TASK PROMPT:
Whenever a line of the records below contains the word "girl", copy that line.

PROVIDED RECORDS:

============

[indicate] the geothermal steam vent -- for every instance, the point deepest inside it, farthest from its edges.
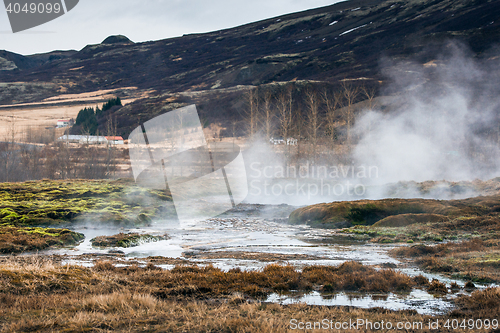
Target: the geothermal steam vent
(170, 152)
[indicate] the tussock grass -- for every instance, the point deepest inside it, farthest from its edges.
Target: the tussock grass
(476, 260)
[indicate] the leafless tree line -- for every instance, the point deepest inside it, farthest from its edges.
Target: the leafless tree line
(21, 161)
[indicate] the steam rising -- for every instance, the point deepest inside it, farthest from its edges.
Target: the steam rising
(446, 125)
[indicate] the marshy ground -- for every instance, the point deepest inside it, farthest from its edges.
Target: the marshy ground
(238, 272)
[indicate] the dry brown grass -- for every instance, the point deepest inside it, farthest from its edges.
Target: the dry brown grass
(37, 295)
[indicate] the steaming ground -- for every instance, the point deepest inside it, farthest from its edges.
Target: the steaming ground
(441, 127)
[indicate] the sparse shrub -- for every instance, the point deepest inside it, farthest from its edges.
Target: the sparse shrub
(437, 287)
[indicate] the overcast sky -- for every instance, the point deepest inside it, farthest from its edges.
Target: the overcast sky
(91, 21)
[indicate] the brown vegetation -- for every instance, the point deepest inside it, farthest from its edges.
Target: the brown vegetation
(40, 296)
(19, 239)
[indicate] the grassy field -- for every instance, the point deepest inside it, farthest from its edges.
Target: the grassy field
(32, 213)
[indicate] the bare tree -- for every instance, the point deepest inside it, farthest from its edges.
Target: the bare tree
(369, 93)
(331, 102)
(283, 105)
(350, 93)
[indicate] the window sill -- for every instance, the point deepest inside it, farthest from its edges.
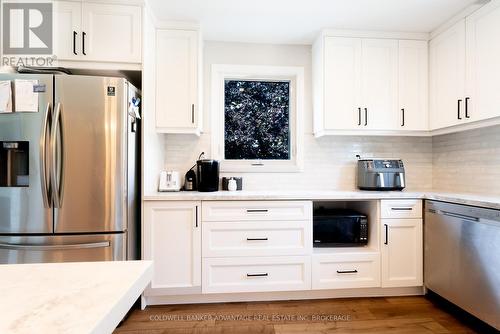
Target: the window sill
(260, 167)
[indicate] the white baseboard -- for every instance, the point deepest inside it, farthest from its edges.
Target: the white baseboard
(283, 295)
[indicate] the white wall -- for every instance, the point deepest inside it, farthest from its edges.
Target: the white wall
(329, 161)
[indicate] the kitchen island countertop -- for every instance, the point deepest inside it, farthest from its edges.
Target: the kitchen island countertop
(77, 297)
(492, 202)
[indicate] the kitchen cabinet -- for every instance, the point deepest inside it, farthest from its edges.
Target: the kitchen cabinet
(67, 30)
(447, 81)
(356, 85)
(178, 81)
(97, 32)
(111, 33)
(413, 85)
(345, 271)
(483, 66)
(402, 243)
(379, 86)
(172, 239)
(342, 84)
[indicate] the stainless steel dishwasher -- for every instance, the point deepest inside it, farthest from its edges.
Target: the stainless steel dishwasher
(462, 257)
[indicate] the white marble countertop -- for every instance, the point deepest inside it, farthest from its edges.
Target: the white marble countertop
(78, 297)
(463, 198)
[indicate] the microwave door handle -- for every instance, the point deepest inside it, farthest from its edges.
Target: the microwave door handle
(401, 178)
(380, 180)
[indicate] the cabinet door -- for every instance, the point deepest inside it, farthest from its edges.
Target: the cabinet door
(176, 81)
(402, 252)
(483, 54)
(447, 70)
(379, 75)
(413, 85)
(342, 85)
(172, 239)
(111, 33)
(67, 30)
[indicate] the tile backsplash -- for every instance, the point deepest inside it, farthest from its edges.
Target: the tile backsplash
(329, 162)
(467, 161)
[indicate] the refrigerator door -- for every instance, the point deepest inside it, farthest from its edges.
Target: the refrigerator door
(24, 181)
(70, 248)
(89, 154)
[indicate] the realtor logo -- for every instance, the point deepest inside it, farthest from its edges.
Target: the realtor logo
(27, 28)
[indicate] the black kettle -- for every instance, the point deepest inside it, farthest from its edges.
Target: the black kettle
(208, 174)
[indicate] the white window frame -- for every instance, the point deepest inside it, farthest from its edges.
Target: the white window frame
(295, 75)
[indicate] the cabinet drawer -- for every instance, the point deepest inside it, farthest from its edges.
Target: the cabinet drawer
(407, 208)
(344, 271)
(268, 238)
(256, 210)
(257, 274)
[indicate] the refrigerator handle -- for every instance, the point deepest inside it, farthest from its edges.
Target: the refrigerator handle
(57, 189)
(43, 158)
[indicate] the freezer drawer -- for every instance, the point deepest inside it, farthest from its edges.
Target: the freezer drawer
(68, 248)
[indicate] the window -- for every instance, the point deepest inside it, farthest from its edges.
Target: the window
(256, 118)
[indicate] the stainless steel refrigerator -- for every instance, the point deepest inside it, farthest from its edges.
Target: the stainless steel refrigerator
(69, 171)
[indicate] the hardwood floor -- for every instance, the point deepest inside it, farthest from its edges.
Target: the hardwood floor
(350, 315)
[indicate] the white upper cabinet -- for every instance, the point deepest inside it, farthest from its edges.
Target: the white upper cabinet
(67, 30)
(178, 108)
(413, 85)
(97, 32)
(379, 77)
(342, 83)
(483, 65)
(447, 86)
(111, 33)
(356, 85)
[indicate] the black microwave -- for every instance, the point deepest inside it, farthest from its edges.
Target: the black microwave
(339, 228)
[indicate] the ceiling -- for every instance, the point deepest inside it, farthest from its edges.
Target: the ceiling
(299, 21)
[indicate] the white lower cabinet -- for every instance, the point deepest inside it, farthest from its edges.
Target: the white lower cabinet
(267, 238)
(345, 271)
(256, 274)
(172, 239)
(402, 252)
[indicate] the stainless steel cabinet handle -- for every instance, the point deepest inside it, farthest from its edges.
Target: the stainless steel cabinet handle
(467, 107)
(258, 275)
(74, 42)
(347, 271)
(196, 217)
(43, 158)
(459, 216)
(57, 188)
(54, 247)
(84, 34)
(386, 227)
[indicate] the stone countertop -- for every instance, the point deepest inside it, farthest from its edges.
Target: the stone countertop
(78, 297)
(492, 202)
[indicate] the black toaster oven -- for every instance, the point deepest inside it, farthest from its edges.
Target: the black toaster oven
(339, 228)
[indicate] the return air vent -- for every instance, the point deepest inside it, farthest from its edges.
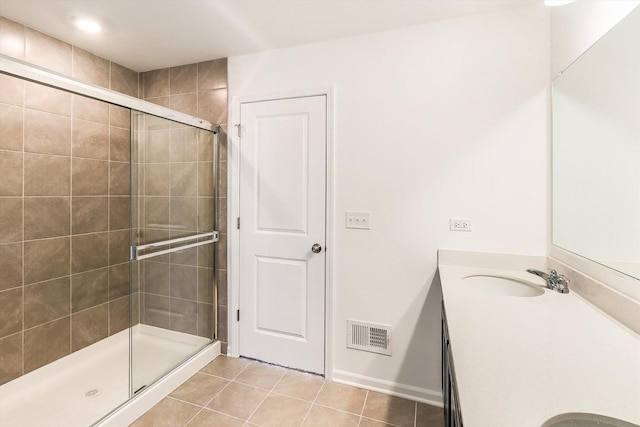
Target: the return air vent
(369, 337)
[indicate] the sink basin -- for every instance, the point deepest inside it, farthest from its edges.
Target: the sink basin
(579, 419)
(504, 286)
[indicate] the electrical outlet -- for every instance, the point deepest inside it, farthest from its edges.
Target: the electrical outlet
(459, 224)
(361, 220)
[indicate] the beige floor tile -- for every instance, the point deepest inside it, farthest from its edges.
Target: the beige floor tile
(429, 416)
(226, 367)
(168, 413)
(238, 400)
(261, 375)
(342, 397)
(367, 422)
(208, 418)
(319, 416)
(280, 411)
(199, 389)
(390, 409)
(299, 384)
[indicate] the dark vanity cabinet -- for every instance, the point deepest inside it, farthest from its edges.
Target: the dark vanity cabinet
(452, 414)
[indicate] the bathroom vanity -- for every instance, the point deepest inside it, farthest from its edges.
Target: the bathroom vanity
(518, 354)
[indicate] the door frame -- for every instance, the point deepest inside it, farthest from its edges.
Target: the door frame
(233, 211)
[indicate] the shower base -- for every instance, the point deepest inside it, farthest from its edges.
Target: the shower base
(80, 389)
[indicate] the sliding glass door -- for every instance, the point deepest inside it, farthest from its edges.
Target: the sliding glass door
(172, 244)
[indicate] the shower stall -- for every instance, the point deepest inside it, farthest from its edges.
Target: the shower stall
(107, 240)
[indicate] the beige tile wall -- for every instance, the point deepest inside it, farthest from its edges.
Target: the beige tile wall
(64, 205)
(201, 90)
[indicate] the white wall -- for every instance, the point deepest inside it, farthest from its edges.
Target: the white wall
(437, 121)
(577, 26)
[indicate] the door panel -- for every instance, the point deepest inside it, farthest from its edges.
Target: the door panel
(282, 208)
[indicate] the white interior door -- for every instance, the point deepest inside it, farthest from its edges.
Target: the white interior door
(282, 217)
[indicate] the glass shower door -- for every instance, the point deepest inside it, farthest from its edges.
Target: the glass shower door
(172, 244)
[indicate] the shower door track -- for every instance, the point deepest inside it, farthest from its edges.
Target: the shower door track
(26, 71)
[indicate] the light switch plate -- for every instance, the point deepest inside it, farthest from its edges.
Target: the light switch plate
(360, 220)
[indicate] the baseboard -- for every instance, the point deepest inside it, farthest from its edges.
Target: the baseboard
(146, 399)
(419, 394)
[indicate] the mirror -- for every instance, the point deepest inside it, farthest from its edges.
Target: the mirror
(596, 151)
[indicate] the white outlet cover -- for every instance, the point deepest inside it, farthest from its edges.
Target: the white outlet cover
(358, 220)
(459, 224)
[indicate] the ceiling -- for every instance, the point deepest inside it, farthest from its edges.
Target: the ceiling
(150, 34)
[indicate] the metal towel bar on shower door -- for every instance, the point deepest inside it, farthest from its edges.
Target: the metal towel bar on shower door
(135, 255)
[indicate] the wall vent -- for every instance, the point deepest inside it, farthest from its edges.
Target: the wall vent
(369, 337)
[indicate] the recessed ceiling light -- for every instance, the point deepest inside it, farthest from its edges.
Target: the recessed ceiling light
(88, 25)
(557, 2)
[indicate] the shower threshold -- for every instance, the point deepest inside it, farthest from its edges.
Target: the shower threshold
(84, 386)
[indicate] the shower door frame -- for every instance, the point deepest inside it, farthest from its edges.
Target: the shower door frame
(129, 410)
(26, 71)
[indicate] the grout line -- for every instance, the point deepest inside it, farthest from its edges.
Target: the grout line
(314, 402)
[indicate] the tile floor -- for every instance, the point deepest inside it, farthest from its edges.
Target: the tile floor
(240, 392)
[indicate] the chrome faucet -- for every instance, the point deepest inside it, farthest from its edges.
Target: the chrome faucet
(555, 281)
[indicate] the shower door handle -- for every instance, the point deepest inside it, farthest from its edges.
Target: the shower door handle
(136, 255)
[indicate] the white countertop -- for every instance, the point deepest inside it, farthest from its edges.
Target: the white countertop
(520, 361)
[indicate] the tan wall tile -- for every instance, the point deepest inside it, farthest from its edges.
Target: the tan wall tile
(11, 313)
(47, 133)
(90, 109)
(10, 358)
(46, 217)
(90, 177)
(12, 125)
(46, 175)
(89, 289)
(156, 278)
(47, 52)
(119, 182)
(47, 99)
(89, 214)
(11, 90)
(46, 343)
(118, 315)
(183, 215)
(185, 103)
(89, 326)
(156, 311)
(155, 83)
(10, 265)
(89, 252)
(11, 167)
(120, 146)
(10, 219)
(90, 140)
(184, 282)
(46, 259)
(119, 117)
(90, 68)
(184, 178)
(205, 320)
(118, 281)
(11, 38)
(184, 316)
(46, 301)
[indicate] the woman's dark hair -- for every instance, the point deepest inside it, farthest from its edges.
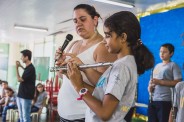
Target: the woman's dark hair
(126, 22)
(27, 53)
(37, 92)
(9, 89)
(169, 46)
(89, 9)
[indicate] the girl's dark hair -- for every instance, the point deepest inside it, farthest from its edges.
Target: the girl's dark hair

============

RESPONSE TO THIS EXERCISE:
[indicate] the girl's dark hair -- for every instance, the point deepest inside it, farthest from its edges.
Target: the girl's dark hair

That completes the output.